■ YOUR TASK
Return every line of the records below verbatim, with no pictures in the copy.

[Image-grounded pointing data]
+===+

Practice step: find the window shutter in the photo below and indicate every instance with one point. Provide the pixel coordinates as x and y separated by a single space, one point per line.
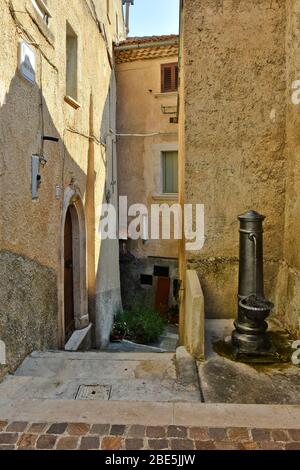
170 172
169 78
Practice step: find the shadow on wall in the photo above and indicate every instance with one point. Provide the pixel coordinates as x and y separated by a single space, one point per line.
30 231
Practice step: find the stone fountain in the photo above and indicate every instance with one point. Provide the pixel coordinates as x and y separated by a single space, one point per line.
250 335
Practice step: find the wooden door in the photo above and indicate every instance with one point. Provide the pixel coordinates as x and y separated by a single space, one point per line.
162 294
69 283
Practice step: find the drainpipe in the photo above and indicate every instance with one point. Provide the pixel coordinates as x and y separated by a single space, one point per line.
127 14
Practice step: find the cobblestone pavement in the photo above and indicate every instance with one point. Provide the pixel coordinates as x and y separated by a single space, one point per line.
82 436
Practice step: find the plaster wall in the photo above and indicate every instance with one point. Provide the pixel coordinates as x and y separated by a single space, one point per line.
30 231
234 107
288 297
139 107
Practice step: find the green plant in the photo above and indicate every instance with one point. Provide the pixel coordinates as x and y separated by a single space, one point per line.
119 328
144 324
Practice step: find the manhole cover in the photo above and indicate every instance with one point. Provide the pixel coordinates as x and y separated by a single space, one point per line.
93 392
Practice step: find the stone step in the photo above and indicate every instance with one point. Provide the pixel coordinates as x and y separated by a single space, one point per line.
153 414
100 366
164 389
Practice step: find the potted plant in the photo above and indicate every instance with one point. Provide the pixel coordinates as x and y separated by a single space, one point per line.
119 331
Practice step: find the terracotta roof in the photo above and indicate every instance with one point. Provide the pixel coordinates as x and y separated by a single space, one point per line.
148 39
146 47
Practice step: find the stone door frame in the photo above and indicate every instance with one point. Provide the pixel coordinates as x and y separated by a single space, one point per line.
73 202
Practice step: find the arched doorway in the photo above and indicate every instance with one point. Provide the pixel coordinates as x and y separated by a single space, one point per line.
73 302
69 313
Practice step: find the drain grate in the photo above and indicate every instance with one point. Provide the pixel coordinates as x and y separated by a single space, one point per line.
93 392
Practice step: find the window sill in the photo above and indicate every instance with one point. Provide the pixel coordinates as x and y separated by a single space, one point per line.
72 102
165 197
166 94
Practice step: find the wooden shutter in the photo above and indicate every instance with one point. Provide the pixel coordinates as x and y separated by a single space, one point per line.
170 172
169 77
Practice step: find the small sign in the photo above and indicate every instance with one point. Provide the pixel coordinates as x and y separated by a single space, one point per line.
27 62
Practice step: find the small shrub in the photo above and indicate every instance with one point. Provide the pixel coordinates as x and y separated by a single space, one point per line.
144 324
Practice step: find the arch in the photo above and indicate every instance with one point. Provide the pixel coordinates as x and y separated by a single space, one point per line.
74 204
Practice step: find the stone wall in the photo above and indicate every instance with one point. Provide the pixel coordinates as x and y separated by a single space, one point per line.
28 311
234 108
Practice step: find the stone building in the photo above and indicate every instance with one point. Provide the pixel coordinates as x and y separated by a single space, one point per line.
147 83
57 166
239 139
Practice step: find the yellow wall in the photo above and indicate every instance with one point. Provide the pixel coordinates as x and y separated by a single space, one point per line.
30 238
139 158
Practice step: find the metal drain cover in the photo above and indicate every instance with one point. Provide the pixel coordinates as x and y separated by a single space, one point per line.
93 392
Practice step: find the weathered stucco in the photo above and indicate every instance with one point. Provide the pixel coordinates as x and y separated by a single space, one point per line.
289 281
30 231
233 115
139 157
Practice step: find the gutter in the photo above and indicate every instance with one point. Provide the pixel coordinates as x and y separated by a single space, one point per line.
146 45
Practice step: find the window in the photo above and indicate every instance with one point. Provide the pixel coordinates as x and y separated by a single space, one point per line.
42 9
169 78
72 63
108 9
170 172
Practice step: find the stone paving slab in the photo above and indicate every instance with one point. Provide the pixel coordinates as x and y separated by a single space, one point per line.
226 381
24 435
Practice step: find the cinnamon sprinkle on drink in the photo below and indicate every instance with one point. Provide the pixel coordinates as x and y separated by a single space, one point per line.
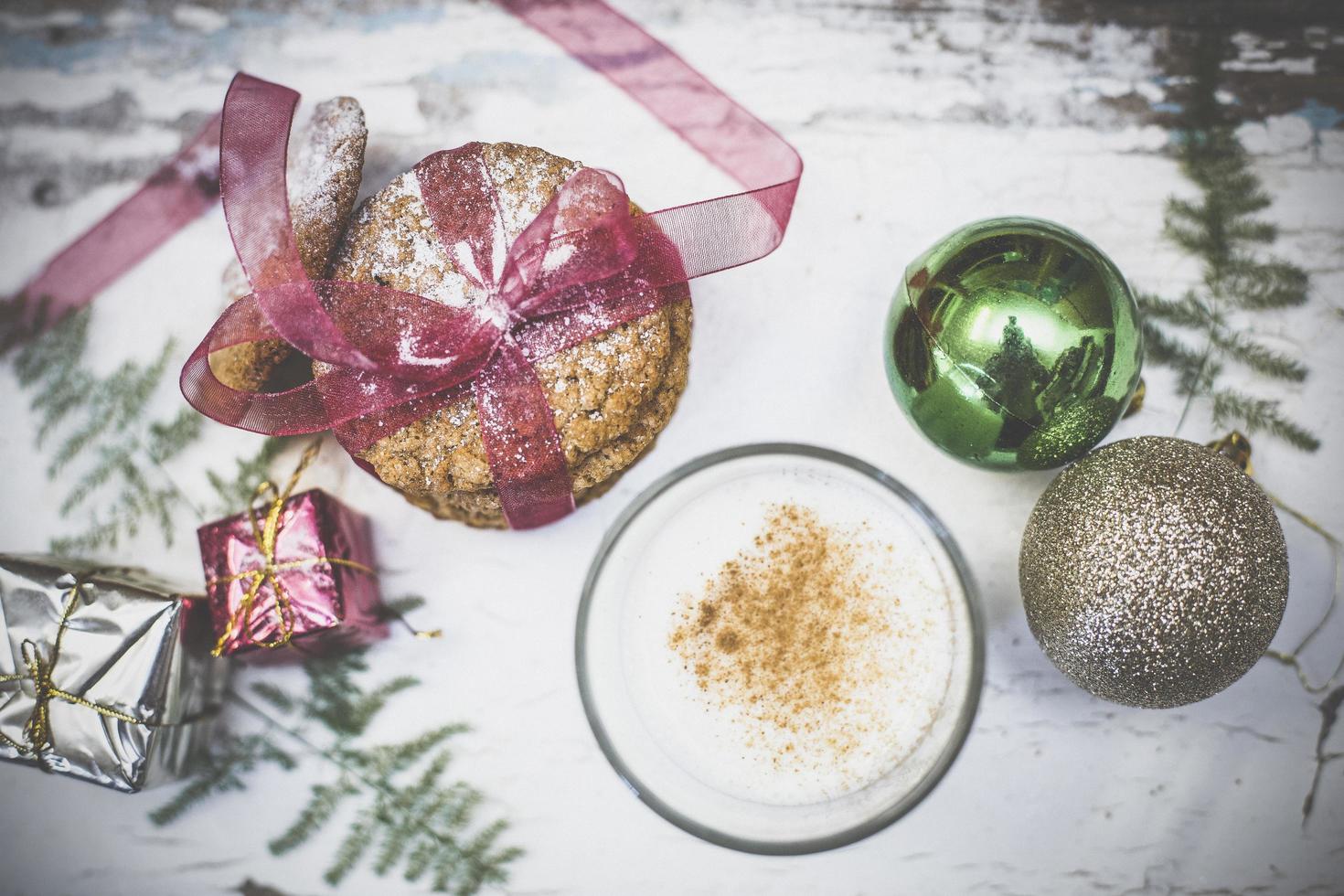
786 635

+===+

■ EXERCISE SOLUTION
Practice step: find the window shutter in the photo below and indicate every instance with one point. Provide the pixel coordinates as x and y separated by a single space, one point per line.
170 172
169 78
Practice step: find the shadow on wall in the photo above and indicate every instance with one point. Provide the pixel coordinates as x and y separated by a single space, one point per line.
30 231
Practice step: find the stone fountain in the photo above and indicate every instance with one point. Provide the pixel coordinates as x and y separated by a single space, one point per line.
250 335
Practice step: find the wooden door in the photo above and indicate every instance with one point. Provide the pixel coordinates as x and y separated by a single space, one point per line.
162 294
69 283
Practice step: find the drainpipe in the photo above and indicate every instance with one point. Provide the pixel coordinates as x and y separated by a single space, one point per line.
127 14
Practice step: find the cobblestone pavement in the photo above and indicate every instance with one point. Provide the pixel coordinates as x and y separated by a single space, one point per line.
82 436
Practice step: find the plaster wall in the photo above and indicate every instance with one point. Provide the pixel coordinates as x and y separated by a single space, one point per line.
30 231
234 107
288 297
139 107
Practice step: find the green plant in the photo above and indicate every instance with one point. Provide the pixel coordinates as x and y separated by a single space, one point per line.
119 328
144 324
Practice step: find the manhole cover in the photo above and indicate every instance with one point. Provide the pixel coordinates as x and y separated by a single space, one point per line.
93 392
Practice step: find the stone step in the photo above and indicate every instance with one point. Provide the pixel coordinates as x and y separated by a single space, one point per line.
153 414
100 366
164 389
Practice step: find the potted plant in the photo above and indicate every instance with one point. Provide the pixel coordinates as x and y separated by a single space, one point per line.
119 331
Practice step: find the terracotta roof in the photo above and indicate every instance with one point. Provide the pixel coordinates as x and y separated by a single space, one point per line.
148 39
146 47
Practice step: find the stone door frame in the photo above and indicate every instance with one point. Provide the pixel coordinates as x and y separated by a single space, one point per line.
73 202
Practice step: find the arched doorway in the photo above and indicate every instance with one point. Provide the pixel coordinates as x and y separated by a single space, one point per line.
73 302
69 313
Practice step: find the drain grate in the photo above and indicate every instance with one point. Provide the pixel coordinates as x and y separated by a single space, one point per line.
93 392
Practice step: find the window sill in the photo above and indicate every instance with one point. Provide the pixel coordinates as x and y separated by a single space, one point per line.
72 102
165 197
166 94
Practice step: find the wooden shutter in the photo above and indicate every instance with one point. Provide the pixel coordinates as x and y separated by a single space, one point per line.
170 172
169 77
Practice step: find the small sign in the photo above and indicate every instance with one point. Provide the pixel coordinates as x and y separated by a single space, one point per line.
27 62
Practice step: find the small shrub in the photo above and indicate every instance with one point. Provide the pixel coordinates as x and y separated by a single space, one point per line.
144 324
Practice step: find the arch in the photo above and indicate every instance with one point. Provide the pixel coordinates as x and y separated by a single space, one point per line.
74 204
Practice step: find the stone wall in the photo above and indicate every instance with one point. Provide the pixel coordinates as x and y separated by a single space, one point per line.
28 311
234 108
Practice step: find the stone building in the photo above and indicate every instance with one point. Provide the pixel coordinates as x and y separated by a single space, one point per line.
147 83
57 166
239 139
Practice step: find the yellow wall in the photo above and indicate every instance with one point. Provide the pixel coordinates as x and y separated by a single space, one point per line.
30 238
139 158
Practice step: find the metal drain cover in the photo above and indicate every instance with one point. Provide the pixel coordinates as x and y separated by a single space, one point per line.
93 392
Practice step: find the weathered stucco in the photo above and indicate every instance with one point. Provide the pixel coordinates as x and y separated by a single space, one point per line.
289 281
30 231
233 115
139 157
Practice step: find the gutter in the photo above and indicate every instance with one point. Provide the pixel coordinates as x and y separated by a single space, one point per line.
146 45
Practice step: find the window in the photo above and indicate every instance with one point. Provide the pixel coordinates as x and y separated by a single space, one point per line.
42 9
169 78
72 63
108 9
170 172
Practice step: find the stone paving slab in the photo above and indicate every instance with one point. Provide the pixel coordinates as x and y separated by a single space, one point per line.
226 381
24 435
Practice step: find the cinnamon sprinkle on drink in the photo below and indicate every instance with one point. Provide the pixel coordinates as x and y separated by a single space, one point per line.
786 635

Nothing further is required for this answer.